Task instructions:
Nothing but the lines from the one with "Target: the bird's wing" down to the one with "Target: the metal pole" should be returned, exactly and with both ends included, from the material below.

Listed entries:
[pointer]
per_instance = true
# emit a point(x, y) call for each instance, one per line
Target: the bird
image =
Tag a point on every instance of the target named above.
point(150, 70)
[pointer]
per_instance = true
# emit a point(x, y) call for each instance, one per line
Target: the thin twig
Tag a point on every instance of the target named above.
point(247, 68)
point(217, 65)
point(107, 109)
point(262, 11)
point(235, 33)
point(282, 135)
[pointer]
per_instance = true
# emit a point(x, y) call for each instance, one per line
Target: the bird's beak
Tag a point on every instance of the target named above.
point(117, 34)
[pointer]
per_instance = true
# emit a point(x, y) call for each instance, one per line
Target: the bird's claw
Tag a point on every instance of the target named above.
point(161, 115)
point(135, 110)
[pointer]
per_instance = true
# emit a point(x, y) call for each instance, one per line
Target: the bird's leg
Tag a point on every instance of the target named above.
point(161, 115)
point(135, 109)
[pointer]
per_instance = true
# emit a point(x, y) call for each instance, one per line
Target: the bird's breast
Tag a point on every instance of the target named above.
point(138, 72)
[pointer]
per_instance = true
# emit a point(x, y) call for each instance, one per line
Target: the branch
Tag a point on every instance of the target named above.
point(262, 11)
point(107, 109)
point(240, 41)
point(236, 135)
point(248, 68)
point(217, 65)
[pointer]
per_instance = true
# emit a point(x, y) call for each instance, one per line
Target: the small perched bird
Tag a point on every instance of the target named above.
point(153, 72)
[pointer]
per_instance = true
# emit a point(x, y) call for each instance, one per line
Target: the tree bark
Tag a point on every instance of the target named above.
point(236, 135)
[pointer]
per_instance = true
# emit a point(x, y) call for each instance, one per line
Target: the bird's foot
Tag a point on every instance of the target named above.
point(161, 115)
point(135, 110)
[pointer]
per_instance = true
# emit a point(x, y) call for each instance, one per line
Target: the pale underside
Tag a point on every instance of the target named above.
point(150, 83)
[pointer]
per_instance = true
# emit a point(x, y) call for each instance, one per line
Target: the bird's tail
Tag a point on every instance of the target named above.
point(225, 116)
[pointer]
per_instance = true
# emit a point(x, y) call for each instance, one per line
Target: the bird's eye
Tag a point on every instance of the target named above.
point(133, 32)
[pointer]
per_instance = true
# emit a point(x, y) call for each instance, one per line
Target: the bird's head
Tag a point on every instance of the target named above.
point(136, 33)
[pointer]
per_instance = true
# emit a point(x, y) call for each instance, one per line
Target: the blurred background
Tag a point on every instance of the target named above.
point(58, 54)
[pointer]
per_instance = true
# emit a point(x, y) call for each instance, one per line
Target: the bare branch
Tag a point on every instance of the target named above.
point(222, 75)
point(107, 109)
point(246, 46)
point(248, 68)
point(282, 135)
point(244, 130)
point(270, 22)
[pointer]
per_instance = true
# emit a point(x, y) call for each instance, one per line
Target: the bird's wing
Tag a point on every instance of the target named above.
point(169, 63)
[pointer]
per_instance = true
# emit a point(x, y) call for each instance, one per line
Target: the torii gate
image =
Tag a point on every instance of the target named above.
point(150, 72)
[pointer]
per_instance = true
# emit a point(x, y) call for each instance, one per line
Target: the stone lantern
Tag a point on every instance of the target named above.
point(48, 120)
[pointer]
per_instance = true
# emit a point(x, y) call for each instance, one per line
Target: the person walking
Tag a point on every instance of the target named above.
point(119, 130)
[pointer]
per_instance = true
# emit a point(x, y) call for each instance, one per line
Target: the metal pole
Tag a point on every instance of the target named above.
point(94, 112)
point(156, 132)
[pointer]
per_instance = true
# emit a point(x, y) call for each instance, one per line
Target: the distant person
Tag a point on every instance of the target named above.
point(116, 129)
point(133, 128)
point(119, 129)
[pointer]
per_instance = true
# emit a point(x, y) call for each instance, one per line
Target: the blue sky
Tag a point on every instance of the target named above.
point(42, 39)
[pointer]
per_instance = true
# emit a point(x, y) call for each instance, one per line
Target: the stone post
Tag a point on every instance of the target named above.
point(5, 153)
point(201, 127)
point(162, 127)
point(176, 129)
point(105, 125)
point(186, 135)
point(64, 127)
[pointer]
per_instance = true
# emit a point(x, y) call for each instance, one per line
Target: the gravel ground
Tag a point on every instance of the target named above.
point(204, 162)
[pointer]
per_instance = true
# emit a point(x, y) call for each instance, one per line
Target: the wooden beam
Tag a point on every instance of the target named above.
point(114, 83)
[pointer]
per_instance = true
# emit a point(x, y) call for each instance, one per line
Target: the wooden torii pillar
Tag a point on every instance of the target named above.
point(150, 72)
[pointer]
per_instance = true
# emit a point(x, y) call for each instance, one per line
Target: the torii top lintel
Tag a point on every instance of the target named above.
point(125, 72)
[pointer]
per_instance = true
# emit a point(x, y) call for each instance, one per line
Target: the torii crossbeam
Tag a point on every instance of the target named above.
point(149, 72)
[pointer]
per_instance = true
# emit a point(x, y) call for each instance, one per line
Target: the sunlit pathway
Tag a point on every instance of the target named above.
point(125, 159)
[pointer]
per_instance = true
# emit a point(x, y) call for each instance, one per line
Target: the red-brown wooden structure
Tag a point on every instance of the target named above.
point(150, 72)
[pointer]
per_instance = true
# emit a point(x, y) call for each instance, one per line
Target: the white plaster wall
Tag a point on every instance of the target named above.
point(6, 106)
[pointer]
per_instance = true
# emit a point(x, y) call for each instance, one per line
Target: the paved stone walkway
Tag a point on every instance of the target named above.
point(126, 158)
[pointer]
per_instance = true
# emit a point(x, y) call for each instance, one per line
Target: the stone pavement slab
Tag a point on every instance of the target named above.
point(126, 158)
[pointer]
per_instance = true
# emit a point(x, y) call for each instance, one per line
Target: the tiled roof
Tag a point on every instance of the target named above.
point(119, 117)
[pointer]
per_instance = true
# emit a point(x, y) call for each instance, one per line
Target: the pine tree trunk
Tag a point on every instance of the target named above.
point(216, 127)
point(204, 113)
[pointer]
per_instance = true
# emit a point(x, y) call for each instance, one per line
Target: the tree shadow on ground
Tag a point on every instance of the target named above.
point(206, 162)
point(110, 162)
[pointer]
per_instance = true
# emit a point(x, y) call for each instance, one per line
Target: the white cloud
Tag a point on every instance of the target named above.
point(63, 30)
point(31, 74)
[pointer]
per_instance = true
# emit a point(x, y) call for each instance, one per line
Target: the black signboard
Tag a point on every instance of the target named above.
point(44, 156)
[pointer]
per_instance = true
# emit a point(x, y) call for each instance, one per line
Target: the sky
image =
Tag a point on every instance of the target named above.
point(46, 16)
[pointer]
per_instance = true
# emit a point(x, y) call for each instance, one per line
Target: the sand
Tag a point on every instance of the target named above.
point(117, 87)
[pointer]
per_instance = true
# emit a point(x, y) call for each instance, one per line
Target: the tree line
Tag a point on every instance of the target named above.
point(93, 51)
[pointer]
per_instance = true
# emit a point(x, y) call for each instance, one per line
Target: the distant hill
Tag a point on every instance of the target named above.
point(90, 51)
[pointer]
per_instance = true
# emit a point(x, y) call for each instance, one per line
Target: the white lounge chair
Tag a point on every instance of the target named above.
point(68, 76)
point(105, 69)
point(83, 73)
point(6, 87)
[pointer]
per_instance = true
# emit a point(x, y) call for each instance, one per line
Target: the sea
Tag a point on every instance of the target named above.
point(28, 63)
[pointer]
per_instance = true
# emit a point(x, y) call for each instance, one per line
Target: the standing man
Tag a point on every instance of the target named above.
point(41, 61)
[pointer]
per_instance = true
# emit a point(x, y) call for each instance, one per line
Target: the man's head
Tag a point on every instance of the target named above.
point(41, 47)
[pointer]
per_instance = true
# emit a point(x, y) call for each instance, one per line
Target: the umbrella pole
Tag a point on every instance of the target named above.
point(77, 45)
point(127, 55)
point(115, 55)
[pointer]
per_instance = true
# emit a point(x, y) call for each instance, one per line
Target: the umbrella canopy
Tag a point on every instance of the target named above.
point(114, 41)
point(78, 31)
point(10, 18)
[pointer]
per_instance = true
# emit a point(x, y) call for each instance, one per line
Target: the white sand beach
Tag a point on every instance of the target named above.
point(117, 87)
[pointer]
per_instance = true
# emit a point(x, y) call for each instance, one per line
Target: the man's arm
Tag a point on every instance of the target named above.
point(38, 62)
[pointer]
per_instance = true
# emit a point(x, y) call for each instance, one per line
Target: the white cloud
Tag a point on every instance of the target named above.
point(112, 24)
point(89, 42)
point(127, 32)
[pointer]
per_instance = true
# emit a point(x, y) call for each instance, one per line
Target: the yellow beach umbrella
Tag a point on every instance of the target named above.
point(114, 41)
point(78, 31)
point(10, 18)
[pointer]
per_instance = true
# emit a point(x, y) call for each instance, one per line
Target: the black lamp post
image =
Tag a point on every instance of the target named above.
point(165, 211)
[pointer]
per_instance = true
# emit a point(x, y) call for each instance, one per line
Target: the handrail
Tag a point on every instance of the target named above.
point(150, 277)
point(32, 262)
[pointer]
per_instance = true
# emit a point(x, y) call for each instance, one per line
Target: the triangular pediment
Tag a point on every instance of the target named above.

Task answer:
Target: the bird's wing
Tag a point on every instance of the target named above.
point(169, 63)
[pointer]
per_instance = true
# emit a point(x, y) call for each instance, one per line
Target: the torii gate
image =
Tag a point on every instance of the target named above.
point(150, 72)
[pointer]
per_instance = true
# emit a point(x, y) call for each instance, one per line
Target: the stone lantern
Tag a point on every instance of the target named above.
point(48, 120)
[pointer]
per_instance = true
# emit a point(x, y) call for each instance, one per line
Target: the person walking
Tag a point on every instance of the target named above.
point(119, 130)
[pointer]
per_instance = true
# emit a point(x, y) call for each instance, one per line
Target: the metal pole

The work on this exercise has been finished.